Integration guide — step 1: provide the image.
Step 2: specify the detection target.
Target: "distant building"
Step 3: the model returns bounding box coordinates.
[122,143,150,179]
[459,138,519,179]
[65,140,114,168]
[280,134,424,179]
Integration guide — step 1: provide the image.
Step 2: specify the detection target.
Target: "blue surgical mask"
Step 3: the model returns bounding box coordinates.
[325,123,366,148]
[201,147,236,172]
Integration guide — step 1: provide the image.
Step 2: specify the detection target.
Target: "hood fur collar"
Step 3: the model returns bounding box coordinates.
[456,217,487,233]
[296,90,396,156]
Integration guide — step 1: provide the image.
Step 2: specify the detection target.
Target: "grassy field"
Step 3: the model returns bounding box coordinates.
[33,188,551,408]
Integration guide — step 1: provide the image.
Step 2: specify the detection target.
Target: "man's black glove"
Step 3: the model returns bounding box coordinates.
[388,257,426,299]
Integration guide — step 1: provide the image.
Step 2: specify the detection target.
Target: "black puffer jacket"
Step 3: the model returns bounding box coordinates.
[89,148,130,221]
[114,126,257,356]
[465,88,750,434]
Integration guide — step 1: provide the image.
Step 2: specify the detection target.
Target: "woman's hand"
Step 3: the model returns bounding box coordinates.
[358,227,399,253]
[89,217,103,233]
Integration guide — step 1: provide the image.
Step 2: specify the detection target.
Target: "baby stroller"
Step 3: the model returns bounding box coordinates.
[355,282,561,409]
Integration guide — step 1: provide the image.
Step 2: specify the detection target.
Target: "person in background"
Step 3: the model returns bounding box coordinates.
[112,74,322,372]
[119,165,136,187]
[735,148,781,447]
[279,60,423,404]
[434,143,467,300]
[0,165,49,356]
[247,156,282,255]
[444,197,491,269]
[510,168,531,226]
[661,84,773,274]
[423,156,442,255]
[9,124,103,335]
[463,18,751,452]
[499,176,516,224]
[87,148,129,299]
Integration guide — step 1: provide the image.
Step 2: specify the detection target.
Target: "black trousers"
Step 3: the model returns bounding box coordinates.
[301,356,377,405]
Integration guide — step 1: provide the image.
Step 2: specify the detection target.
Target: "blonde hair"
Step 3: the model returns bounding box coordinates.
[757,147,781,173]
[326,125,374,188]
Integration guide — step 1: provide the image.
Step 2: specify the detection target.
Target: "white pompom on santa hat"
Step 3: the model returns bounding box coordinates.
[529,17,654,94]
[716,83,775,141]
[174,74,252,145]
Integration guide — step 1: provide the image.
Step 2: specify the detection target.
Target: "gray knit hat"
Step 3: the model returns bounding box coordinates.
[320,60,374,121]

◇ ◇ ◇ ◇ ◇ ◇ ◇

What is being asked.
Write out the data above as a JSON list of strings, with one string for each line and no blank lines.

Full answer.
[
  "Integration guide — step 1: provide the image.",
  "Step 2: specify the detection target.",
  "Target: \"distant building\"",
  "Step 3: the model returns bounding box coordinates.",
  "[122,143,150,179]",
  "[459,138,519,179]",
  "[65,140,114,168]",
  "[280,134,424,179]",
  "Integration guide — step 1: provide the image.",
  "Step 2: specify the detection target.",
  "Target: \"blue surgical mask\"",
  "Step 3: the model returns bounding box coordinates.",
  "[325,123,366,148]",
  "[201,147,236,172]",
  "Integration guide — step 1: provide the image.",
  "Step 2: specify the detection target.",
  "Target: \"hood fur collar\"",
  "Step 3: the model returns bounding box coordinates.",
  "[456,217,487,233]",
  "[296,90,396,156]",
  "Integration guide — step 1: provide the image.",
  "Step 2: specify the detection target.",
  "Target: \"grassy field\"",
  "Step 3: the model returns bounding box coordinates.",
  "[33,188,551,408]",
  "Integration guide — step 1: provide the image.",
  "Step 2: specify the detection target.",
  "Target: \"man's black glove\"",
  "Step 3: the model returns bounding box coordinates.",
  "[388,257,426,299]",
  "Integration guide — step 1: provide the image.",
  "Step 2: specify the detection target.",
  "Target: \"black puffer jacket\"",
  "Step 3: the model returns bounding box coordinates.",
  "[89,148,130,221]",
  "[114,126,257,356]",
  "[465,88,750,434]",
  "Integration guide — step 1: provide the image.",
  "Step 2: specify the detection target.",
  "Target: \"woman's hand\"",
  "Step 3: the model returns bounding box coordinates.",
  "[358,227,399,253]",
  "[89,217,103,233]",
  "Integration guide — step 1: provide the image.",
  "Step 2: specify the detection target.",
  "Target: \"baby stroller\"",
  "Step 3: the model returns bounding box coordinates.",
  "[355,282,561,409]",
  "Integration guide — step 1: provide the image.",
  "Step 2: specify the detection target.",
  "Target: \"person in background\"",
  "Step 3: the model returns bounding box coordinates.",
  "[112,74,322,372]",
  "[119,165,136,187]",
  "[735,148,781,447]",
  "[279,60,423,404]",
  "[434,143,467,300]",
  "[0,165,49,356]",
  "[247,156,282,255]",
  "[444,197,491,269]",
  "[510,168,531,226]",
  "[661,84,773,274]",
  "[423,156,442,255]",
  "[9,124,103,335]",
  "[463,18,751,452]",
  "[499,176,516,224]",
  "[87,148,129,299]",
  "Integration guide — step 1: provide the image.",
  "Step 2: specify the detection target.",
  "Target: \"black trousers\"",
  "Step 3: the model returns bounding box coordinates.",
  "[301,356,377,405]",
  "Integration guide — step 1: provide the image.",
  "Step 2: specify the detection target.",
  "Target: \"blonde hair\"",
  "Step 3: the model returns bounding box coordinates.",
  "[757,147,781,173]",
  "[326,125,374,188]",
  "Integration guide — step 1: provide the image.",
  "Step 2: specify the detection target.",
  "Target: \"white pompom on santa hat\"",
  "Step 3: the model returns bounding box coordinates.",
  "[529,17,654,94]",
  "[716,83,775,141]",
  "[174,74,252,145]",
  "Integration guide — step 1: provide the image.",
  "Step 2: specify the detection target.",
  "Target: \"gray knit hat\"",
  "Step 3: the model returns bounding box coordinates.",
  "[320,60,374,121]"
]